══ AVAILABLE RECORDS ══

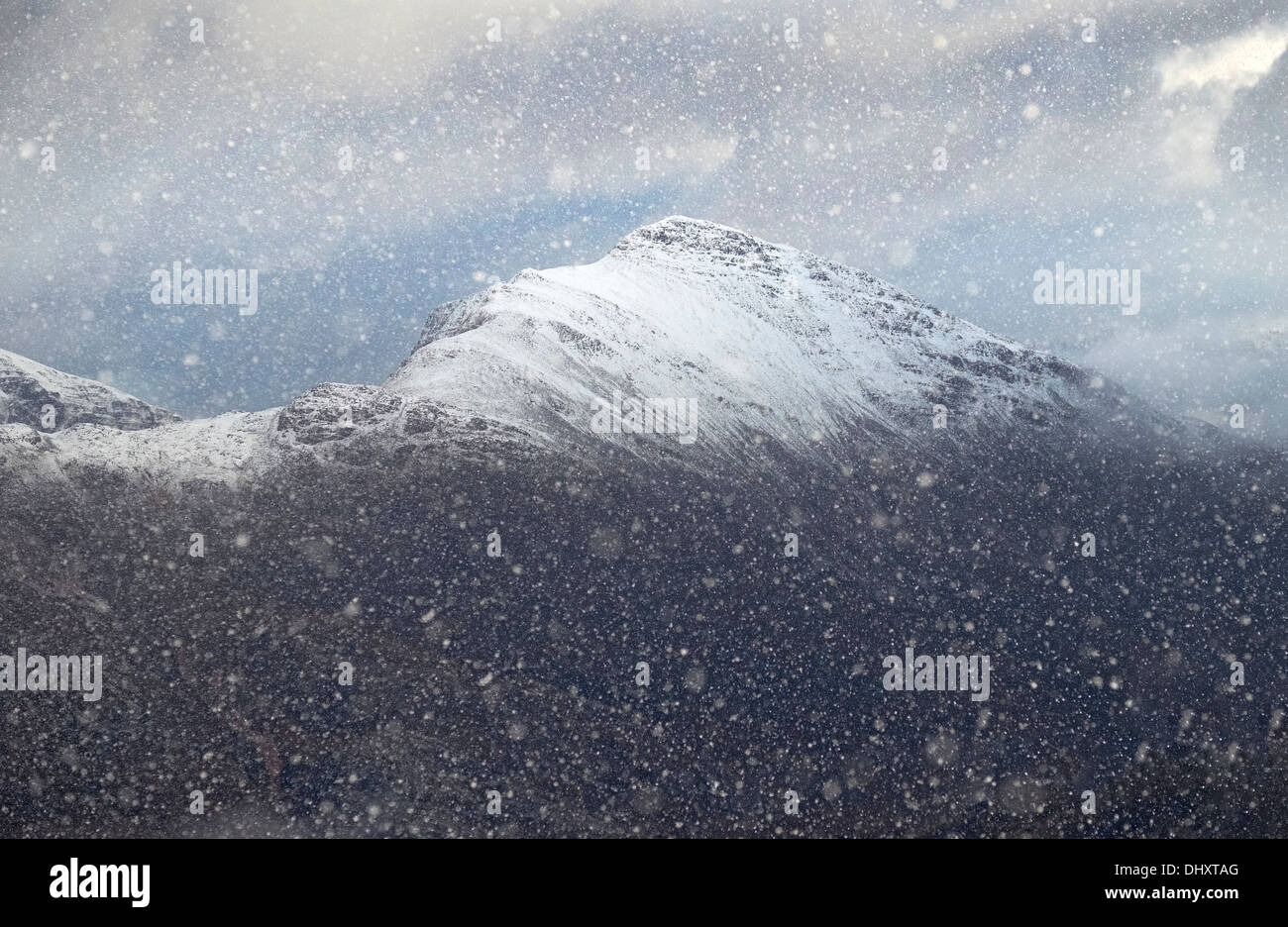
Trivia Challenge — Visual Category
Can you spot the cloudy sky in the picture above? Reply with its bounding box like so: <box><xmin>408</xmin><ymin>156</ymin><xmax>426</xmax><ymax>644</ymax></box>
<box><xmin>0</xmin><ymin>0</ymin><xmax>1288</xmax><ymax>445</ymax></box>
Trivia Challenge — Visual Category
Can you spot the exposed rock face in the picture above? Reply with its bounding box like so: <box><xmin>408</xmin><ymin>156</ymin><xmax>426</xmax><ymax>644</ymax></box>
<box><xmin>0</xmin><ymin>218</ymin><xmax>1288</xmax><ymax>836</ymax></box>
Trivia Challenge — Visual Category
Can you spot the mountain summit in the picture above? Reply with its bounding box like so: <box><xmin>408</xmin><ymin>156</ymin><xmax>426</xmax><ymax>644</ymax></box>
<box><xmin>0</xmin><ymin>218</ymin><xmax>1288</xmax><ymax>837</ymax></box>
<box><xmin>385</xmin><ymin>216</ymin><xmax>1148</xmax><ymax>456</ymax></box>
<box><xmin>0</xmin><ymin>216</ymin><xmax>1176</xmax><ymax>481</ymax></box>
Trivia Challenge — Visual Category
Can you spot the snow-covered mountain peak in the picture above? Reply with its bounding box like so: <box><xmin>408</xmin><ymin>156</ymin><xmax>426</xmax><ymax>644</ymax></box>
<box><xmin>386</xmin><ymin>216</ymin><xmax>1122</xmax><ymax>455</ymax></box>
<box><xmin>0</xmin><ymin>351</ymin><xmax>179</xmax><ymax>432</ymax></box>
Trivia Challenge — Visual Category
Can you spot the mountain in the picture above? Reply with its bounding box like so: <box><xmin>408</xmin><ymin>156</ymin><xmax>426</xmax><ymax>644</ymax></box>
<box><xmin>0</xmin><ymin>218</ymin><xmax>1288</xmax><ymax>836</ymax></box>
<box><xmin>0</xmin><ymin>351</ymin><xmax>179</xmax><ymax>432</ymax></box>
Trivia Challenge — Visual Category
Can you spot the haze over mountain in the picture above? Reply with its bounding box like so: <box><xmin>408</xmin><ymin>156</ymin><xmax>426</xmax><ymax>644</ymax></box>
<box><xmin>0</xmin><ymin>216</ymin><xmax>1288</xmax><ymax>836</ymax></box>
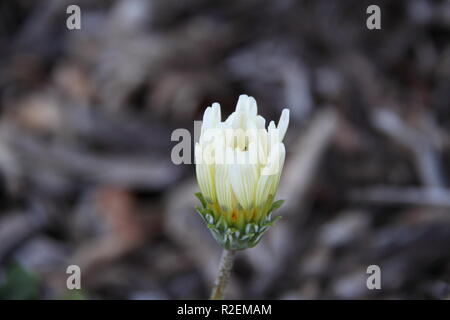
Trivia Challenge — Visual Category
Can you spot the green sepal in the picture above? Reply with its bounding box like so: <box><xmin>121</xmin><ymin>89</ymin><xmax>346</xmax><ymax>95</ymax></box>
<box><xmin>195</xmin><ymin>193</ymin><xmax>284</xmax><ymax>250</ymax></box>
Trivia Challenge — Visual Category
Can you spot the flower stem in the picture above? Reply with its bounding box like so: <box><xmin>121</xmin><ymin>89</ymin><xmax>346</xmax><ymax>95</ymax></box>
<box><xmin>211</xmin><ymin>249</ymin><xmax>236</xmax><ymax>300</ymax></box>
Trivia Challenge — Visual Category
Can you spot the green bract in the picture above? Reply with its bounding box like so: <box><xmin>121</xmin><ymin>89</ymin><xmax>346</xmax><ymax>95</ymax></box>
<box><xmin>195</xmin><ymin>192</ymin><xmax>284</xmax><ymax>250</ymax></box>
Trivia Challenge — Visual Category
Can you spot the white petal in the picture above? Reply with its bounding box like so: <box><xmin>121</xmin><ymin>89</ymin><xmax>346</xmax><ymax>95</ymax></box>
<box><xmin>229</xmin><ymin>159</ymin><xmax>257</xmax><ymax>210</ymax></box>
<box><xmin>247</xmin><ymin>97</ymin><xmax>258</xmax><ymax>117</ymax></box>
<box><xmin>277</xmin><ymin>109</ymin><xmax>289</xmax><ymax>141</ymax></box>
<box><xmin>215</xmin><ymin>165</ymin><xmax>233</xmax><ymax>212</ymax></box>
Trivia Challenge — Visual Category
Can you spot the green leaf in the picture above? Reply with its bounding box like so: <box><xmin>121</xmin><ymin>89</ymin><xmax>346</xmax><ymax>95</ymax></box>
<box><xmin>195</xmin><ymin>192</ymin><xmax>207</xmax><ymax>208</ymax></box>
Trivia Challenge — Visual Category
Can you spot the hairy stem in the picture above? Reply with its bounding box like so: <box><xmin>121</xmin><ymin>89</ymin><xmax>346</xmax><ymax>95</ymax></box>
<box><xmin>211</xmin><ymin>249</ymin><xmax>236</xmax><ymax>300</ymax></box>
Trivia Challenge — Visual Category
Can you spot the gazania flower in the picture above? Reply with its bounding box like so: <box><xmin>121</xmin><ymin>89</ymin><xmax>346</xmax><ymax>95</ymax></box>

═══

#### [INSTRUCTIONS FOR THE TASK]
Please go through the data above, locate every line containing the string "stem", and copy those lines. Matches must have the same case.

#### [SOLUTION TO THE EXERCISE]
Can you spot the flower stem in the picture above? Reply with its bounding box like so: <box><xmin>121</xmin><ymin>89</ymin><xmax>346</xmax><ymax>95</ymax></box>
Can you spot the hairy stem in the picture above? Reply with its bounding box like so: <box><xmin>121</xmin><ymin>89</ymin><xmax>346</xmax><ymax>95</ymax></box>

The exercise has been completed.